This trend raises disturbing questions about who will be capable of teaching the next generation of doctors the nuances and the value of physical diagnosis. It is not enough for physician role models and mentors to preach palpation and percussion to young physicians while they practice medicine in the fast lane. Should we lament the disappearance of anachronistic diagnostic skills and techniques, or celebrate today's superior technological advances?

In the foreseeable future, doctors will practice telemedicine, a hands-off style of medicine whereby physicians in New York can treat patients they have never met in California. Virtual reality technology will soon allow surgeons to operate on patients using computer controls from a distant location. This futuristic style of medicine is crowding out old-fashioned healing.

Technology has its price. Let's remember that technology, like many good medicines, has serious side effects. For example, having prior knowledge of radiology results prejudices the doctor's bedside physical examination, because the physician knows the finding in advance. This perpetuates a cycle of mediocrity in our physical examination skills. Physical diagnosis, while still practiced, has been devalued.

If I were experiencing abdominal pain on a desert island (or even in a doctor's office), I would want to see a gray-haired gastroenterologist rather than a fresh recruit. Of course, the hoary practitioner may not be conversant with the latest generation of endoscopic gadgetry, but he would probably still remember how to examine an abdomen. Every abdomen—and this holds true with all aspects of the physical examination—should be examined as if a significant finding is waiting to be uncovered.

The erosion of our physical diagnostic skills is a predictable and inevitable outcome of today's technological medicine. Techno-medicine is routinely criticized for its high cost and false-positive test results that can lead to a tidal wave of additional tests. Medical technology, however, also threatens the doctor-patient relationship.

Doctors have been taught for generations that the patient's medical history is paramount. Our reliance on technology, however, impairs our ability and our enthusiasm to obtain this information. In the midst of questioning a patient with intestinal symptoms, for example, I have caught myself mentally reviewing my procedure schedule to determine when a colonoscopy can be arranged.
────
*Aim of the task:*
Continue the essay on physical diagnosis and medical technology, picking up after its final sentence.
────
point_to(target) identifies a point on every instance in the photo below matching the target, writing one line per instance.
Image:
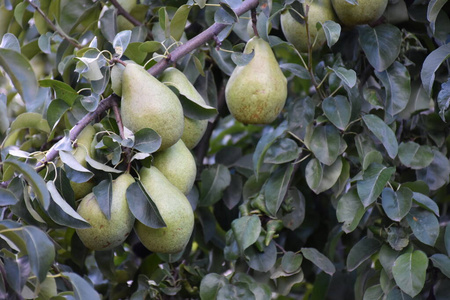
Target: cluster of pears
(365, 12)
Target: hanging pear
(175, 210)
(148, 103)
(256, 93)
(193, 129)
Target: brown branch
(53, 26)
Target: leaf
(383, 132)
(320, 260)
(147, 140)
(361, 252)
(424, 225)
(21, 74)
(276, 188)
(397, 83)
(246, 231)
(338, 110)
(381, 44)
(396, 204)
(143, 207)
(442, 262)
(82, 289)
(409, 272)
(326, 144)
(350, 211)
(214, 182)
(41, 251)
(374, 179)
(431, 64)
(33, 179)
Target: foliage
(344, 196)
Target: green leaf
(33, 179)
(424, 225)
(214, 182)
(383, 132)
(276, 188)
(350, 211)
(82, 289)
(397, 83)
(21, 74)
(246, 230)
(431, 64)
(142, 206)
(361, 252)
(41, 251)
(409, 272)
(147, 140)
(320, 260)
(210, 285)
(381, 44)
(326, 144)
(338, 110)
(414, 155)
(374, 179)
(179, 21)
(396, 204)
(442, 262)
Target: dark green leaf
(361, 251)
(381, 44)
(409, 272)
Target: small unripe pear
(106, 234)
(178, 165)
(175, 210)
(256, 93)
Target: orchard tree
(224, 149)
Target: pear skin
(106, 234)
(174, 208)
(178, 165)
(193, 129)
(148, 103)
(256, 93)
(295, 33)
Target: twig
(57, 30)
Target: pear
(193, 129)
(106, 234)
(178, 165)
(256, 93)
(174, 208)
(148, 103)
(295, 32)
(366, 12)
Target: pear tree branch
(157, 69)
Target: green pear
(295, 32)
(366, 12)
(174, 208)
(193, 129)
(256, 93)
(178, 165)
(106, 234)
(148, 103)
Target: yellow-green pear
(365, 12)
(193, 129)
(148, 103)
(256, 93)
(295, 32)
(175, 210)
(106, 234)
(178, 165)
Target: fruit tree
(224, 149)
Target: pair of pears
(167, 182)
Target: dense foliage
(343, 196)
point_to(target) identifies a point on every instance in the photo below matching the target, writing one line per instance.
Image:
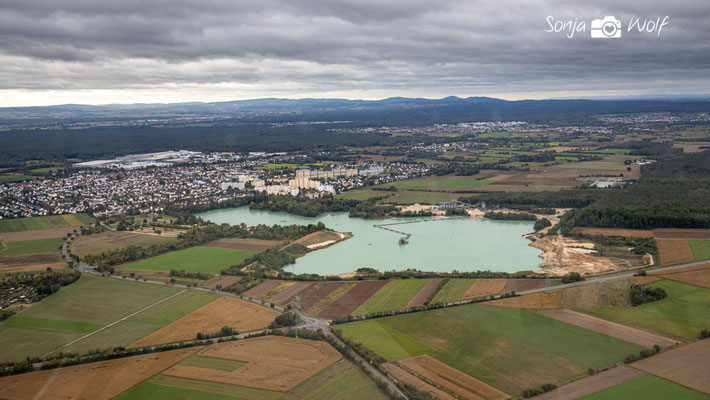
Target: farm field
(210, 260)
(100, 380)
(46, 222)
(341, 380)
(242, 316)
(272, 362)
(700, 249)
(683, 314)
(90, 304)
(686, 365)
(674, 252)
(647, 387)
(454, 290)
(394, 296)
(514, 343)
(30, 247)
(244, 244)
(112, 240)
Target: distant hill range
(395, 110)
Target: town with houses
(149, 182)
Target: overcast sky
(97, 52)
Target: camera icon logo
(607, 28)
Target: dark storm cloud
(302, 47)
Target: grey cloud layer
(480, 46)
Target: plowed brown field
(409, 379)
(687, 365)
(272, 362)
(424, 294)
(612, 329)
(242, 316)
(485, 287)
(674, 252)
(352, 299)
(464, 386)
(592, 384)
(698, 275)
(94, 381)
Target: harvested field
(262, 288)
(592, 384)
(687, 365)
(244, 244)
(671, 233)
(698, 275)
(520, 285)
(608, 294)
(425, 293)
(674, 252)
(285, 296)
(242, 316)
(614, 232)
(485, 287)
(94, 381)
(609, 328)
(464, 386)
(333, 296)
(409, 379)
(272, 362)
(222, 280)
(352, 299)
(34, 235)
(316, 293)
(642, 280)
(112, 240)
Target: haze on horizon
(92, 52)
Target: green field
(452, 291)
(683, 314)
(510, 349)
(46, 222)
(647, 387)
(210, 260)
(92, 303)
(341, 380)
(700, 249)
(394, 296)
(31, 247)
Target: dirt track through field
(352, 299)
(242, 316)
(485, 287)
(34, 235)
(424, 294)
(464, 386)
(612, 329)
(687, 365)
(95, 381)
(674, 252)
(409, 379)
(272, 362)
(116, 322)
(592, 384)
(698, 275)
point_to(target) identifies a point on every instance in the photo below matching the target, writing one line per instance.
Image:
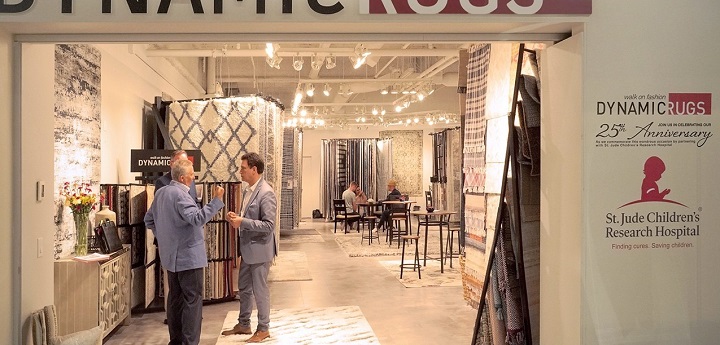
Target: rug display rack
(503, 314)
────
*Answer box:*
This premature intrusion of techno-thought interferes with what should be a methodical inquiry of the patient's history. The hypothetical doctor on the desert island, not facing this distraction, can focus exclusively on listening to the patient and might actually solve the clinical problem the old-fashioned way.

Technology may also serve as a convenient "exit strategy," allowing physicians to circumvent uncomfortable or frustrating discussions with patients. For example, it's a lot easier to order a stress test than it is to sit down and discuss stress management with a patient.

Yet it is the health of the doctor-patient relationship that often determines whether healing will occur. This relationship is largely forged when patients are being interviewed and examined. Doctors who still use their ears and hands as their primary diagnostic instruments establish and nurture strong connections with their patients. The rest of us have allowed technology to become another wedge that divides us from our patients.

I am not crusading against progress. We all applaud the extraordinary benefits that medical technology has brought to our lives. However, we must also recognize that technology threatens important humanistic elements of the doctor-patient relationship. Our embrace of medical technology has taken us too far away from the bedside.

Patients want a doctor to whom they can talk. They beseech us to listen to them. How can we learn to do this better? Perhaps the stethoscopes dangling around our necks or stuffed into our pockets can remind us of this mission. The stethoscope, after all, is a listening instrument. Let it show us doctors again how to truly listen and not just hear.

Dr. Kirsch, a practicing gastroenterologist and freelance author, lives in Highland Heights, Ohio.